**Saved data entries:**
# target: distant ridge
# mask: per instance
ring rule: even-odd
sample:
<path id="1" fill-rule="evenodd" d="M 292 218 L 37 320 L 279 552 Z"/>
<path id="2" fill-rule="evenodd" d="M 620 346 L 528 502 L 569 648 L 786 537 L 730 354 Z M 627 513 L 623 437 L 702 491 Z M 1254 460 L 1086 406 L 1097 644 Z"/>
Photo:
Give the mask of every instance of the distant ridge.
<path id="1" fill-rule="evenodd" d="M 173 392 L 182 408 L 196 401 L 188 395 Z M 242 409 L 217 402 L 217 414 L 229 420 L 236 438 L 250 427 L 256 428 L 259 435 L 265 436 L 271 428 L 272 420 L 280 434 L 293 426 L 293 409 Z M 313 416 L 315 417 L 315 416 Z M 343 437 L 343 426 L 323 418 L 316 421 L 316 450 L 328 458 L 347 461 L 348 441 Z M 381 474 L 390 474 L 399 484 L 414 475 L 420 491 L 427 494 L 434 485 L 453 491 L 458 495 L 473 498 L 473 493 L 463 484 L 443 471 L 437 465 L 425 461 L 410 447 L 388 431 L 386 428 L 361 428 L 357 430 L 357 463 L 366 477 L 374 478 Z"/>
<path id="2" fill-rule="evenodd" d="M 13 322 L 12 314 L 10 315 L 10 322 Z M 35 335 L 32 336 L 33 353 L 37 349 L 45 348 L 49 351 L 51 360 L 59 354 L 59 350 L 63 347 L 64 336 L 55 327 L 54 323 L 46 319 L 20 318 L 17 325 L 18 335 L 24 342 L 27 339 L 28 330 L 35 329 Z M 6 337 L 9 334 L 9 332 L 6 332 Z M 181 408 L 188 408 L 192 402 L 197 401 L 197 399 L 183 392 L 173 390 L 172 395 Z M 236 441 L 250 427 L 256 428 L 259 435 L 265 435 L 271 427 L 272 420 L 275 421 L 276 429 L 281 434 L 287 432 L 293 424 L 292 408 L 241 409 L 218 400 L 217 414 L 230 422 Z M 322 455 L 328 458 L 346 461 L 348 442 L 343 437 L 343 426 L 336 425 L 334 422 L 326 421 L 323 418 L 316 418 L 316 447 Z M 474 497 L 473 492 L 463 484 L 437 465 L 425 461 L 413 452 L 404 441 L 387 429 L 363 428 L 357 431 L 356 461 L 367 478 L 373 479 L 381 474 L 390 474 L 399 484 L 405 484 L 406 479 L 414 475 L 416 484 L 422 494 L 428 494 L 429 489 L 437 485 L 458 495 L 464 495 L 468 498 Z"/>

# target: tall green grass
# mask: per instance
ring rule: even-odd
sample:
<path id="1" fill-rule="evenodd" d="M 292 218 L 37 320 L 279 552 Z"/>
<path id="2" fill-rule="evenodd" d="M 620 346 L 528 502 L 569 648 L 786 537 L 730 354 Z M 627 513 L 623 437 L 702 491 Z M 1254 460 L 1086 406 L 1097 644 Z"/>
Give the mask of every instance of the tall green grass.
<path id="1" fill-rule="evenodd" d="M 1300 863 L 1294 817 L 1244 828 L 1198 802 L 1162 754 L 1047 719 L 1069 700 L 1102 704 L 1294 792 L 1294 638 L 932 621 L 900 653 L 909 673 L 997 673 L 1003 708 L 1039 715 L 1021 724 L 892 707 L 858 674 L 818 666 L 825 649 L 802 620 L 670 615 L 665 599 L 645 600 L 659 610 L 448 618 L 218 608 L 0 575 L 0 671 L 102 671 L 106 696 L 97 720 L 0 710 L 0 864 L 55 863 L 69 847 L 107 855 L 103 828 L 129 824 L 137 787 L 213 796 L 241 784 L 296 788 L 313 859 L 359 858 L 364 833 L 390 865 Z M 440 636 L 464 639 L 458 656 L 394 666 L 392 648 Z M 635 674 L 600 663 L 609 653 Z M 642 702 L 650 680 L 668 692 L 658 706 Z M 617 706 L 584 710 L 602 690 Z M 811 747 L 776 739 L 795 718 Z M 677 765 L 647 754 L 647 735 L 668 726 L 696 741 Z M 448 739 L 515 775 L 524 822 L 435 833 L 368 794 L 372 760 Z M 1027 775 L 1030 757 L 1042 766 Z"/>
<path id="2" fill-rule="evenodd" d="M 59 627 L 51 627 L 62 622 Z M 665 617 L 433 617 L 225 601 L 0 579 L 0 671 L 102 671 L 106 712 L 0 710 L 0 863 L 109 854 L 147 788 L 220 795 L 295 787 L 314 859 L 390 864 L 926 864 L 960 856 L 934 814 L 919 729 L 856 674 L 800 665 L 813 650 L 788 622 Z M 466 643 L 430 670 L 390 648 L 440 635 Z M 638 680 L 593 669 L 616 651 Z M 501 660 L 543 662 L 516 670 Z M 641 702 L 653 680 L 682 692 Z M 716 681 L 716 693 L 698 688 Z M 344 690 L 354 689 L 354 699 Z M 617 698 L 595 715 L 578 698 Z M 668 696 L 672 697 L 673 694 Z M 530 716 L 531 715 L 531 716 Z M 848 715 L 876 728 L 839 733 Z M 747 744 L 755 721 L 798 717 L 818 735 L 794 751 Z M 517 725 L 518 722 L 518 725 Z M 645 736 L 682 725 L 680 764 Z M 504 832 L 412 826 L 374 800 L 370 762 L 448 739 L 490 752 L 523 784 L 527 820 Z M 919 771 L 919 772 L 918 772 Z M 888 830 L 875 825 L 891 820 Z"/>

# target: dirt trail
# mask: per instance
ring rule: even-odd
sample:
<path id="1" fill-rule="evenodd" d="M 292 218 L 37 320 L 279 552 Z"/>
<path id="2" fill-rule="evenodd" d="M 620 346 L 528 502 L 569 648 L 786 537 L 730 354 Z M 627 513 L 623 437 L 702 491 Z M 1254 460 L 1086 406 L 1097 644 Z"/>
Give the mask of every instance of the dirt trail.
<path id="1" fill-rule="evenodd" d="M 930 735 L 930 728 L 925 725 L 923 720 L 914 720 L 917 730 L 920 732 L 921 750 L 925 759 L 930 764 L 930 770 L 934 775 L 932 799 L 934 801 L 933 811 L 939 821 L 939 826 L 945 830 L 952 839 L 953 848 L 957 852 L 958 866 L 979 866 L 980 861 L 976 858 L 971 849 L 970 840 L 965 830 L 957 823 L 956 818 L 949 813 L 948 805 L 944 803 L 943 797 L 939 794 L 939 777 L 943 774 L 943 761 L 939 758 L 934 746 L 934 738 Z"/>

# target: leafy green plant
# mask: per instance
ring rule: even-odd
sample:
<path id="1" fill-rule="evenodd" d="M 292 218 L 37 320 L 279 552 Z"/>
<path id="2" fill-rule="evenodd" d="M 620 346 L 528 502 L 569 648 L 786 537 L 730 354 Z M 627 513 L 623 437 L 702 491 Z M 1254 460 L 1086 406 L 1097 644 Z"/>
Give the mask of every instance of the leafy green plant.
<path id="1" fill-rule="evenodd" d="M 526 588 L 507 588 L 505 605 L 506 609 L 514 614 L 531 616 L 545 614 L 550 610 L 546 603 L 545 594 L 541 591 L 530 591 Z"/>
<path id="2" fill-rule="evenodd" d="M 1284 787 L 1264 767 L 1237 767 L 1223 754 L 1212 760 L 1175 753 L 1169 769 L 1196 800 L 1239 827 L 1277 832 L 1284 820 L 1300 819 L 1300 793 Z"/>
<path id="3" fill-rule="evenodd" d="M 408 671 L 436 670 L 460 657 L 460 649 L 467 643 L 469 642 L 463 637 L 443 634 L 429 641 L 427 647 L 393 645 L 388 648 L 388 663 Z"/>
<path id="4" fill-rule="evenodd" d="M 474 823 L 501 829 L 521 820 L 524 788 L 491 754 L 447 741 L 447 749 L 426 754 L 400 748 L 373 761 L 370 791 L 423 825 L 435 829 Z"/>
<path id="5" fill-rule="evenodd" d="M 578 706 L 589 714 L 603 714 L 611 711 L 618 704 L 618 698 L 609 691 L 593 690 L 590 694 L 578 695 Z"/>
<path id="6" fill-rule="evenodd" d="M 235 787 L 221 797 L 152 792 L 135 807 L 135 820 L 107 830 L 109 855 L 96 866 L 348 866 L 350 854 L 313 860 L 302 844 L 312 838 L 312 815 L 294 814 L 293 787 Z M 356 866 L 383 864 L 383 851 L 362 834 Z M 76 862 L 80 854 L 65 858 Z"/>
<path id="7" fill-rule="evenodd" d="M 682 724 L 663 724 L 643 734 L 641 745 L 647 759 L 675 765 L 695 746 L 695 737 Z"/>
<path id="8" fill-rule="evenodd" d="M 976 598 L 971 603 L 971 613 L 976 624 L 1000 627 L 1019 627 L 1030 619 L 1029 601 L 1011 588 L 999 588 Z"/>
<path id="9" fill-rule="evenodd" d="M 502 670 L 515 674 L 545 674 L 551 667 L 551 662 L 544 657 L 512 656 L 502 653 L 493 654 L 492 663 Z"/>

**Task description:**
Look for the word "target" in the records above, count the lines that hold it, and give only that number.

**Task output:**
4